> Work instructions: If a line of the records contains the string "below", copy it out.

[Referring expression data]
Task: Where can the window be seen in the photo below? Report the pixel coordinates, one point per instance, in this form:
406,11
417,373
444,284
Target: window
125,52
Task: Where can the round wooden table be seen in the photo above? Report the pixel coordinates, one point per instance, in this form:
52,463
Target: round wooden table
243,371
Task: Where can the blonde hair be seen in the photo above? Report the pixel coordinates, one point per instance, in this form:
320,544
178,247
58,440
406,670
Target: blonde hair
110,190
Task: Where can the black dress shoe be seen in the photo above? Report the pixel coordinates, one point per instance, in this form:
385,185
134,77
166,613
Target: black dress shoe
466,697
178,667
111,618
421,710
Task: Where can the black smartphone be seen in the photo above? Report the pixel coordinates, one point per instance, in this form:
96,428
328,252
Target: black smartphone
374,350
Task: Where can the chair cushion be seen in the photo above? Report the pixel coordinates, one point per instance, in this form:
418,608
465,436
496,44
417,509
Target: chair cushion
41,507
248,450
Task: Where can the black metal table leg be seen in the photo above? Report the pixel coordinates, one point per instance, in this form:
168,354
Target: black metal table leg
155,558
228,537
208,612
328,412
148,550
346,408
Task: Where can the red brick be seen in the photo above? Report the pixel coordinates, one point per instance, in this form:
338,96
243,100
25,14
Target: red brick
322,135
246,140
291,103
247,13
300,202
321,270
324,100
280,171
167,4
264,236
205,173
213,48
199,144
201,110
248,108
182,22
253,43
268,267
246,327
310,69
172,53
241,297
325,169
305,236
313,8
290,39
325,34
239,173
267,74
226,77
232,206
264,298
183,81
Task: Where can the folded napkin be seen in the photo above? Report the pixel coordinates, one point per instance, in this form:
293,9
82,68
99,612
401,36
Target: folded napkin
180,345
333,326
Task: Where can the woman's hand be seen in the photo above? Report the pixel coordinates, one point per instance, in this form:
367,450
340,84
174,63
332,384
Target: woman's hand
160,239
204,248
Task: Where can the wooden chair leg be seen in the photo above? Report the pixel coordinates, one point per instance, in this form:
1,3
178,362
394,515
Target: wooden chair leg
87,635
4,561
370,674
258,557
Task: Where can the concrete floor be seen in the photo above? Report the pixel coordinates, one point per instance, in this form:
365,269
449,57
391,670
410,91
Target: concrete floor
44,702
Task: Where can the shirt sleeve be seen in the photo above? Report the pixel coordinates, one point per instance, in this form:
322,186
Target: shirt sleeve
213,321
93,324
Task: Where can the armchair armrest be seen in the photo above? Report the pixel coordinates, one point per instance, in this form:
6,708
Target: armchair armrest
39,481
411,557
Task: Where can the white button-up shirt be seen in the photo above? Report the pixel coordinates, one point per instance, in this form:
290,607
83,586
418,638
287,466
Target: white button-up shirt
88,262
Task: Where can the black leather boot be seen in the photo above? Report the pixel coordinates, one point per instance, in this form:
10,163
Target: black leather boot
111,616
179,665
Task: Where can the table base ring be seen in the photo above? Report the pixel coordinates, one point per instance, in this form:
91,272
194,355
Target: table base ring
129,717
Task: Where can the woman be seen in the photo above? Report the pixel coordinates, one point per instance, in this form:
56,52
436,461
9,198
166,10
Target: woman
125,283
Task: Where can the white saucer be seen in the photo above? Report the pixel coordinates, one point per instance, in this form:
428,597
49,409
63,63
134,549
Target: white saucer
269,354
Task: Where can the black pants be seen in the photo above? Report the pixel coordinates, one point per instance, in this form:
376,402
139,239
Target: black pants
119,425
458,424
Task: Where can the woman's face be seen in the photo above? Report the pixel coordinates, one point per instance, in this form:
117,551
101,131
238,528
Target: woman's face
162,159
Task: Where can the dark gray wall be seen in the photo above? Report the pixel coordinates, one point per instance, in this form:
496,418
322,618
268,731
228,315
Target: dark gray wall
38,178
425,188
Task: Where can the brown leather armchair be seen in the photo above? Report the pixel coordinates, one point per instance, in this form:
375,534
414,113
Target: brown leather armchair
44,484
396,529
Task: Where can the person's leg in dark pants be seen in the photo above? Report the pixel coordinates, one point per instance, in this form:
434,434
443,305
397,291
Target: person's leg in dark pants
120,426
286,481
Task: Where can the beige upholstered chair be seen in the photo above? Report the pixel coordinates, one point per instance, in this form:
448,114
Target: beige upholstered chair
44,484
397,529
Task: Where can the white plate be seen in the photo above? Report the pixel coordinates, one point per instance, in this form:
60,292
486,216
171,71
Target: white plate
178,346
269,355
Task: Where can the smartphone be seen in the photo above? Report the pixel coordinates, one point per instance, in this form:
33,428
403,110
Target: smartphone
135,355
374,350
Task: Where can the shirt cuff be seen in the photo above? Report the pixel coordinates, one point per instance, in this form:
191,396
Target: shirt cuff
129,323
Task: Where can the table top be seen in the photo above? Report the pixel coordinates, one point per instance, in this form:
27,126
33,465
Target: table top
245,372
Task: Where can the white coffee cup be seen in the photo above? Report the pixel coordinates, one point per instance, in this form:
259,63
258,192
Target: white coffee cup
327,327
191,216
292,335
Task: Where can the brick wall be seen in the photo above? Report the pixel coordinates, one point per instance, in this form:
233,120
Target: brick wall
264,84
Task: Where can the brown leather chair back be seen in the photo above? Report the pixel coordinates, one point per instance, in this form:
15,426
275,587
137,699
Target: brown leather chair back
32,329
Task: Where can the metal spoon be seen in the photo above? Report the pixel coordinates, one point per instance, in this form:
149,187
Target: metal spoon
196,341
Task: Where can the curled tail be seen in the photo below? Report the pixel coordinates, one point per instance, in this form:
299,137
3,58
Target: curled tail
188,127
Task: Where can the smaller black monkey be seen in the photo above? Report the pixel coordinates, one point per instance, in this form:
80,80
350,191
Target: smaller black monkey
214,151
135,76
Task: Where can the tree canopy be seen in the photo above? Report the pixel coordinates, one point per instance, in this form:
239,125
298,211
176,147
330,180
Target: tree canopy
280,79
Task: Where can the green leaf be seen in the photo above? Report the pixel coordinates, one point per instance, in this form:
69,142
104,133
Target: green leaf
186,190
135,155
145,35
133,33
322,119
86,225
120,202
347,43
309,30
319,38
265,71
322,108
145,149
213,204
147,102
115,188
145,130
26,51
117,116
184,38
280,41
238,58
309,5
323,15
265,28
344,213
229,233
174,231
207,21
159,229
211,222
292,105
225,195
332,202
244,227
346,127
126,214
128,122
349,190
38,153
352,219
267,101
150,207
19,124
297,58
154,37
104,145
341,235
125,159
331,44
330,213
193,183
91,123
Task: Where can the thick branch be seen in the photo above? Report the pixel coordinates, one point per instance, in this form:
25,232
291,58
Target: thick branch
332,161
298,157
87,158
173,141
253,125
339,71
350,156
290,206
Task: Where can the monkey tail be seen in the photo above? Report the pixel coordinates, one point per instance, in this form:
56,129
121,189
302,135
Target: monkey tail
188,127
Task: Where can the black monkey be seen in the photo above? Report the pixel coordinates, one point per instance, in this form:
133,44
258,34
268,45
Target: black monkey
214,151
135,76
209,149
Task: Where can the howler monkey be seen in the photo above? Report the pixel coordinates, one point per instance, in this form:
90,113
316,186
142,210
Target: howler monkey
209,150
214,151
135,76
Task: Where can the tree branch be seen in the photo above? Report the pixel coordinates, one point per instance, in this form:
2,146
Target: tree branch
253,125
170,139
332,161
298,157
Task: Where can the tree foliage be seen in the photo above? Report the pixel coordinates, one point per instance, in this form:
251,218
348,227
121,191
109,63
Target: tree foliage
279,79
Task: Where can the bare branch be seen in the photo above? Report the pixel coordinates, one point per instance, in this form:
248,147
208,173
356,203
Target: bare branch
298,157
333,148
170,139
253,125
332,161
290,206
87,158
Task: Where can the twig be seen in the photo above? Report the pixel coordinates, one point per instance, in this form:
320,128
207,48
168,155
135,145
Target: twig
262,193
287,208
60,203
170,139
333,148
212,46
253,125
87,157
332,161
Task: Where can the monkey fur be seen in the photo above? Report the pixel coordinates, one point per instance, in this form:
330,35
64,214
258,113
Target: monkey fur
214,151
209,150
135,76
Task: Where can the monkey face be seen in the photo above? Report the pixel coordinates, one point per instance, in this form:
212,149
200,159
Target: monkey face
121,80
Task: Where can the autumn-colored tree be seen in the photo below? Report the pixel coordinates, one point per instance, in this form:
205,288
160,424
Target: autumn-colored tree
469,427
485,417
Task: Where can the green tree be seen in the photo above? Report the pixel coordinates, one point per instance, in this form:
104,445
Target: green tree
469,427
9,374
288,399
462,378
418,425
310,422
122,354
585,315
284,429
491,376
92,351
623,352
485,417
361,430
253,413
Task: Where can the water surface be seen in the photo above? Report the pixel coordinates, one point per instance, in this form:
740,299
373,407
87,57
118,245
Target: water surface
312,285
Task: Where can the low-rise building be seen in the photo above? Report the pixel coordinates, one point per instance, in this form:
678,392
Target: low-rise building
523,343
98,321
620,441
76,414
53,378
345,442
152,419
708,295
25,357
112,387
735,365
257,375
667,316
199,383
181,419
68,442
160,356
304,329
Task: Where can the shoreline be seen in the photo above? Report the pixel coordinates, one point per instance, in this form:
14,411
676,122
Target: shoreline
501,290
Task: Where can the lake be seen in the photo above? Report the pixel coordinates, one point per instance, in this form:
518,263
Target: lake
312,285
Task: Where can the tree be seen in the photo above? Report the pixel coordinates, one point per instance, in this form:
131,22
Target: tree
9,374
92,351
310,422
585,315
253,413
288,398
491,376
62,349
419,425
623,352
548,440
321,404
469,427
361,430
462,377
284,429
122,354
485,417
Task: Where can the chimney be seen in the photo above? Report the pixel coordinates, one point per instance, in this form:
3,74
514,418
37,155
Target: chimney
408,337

> Response to the exercise:
Task: Where can the window be seen in the photo below? Report the pixel coordinates, one point per instance, in this form:
Task: Where can the curled tail be seen in the photo below? Report the pixel coordinates, one point per instance, in this form:
Task: Where can the autumn-colored tree be seen in the photo below? Report the pixel coordinates, one point per instance, in this form:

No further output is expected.